= What to do =
All of the data should be output character for character, except the pictures.
(Data extract Opens)
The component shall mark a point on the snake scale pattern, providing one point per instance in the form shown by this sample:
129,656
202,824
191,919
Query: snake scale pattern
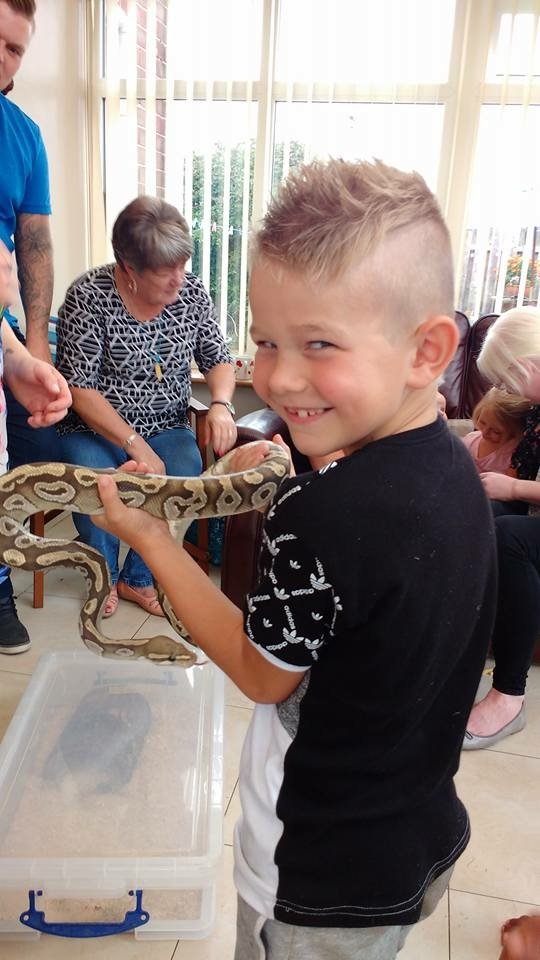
178,500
(Data extract Closes)
= Your response =
The component shall mark a point on the snake scale pattern, providing one point per instance in the form shown by this sample:
129,656
202,824
191,919
Query: snake scale pattern
178,500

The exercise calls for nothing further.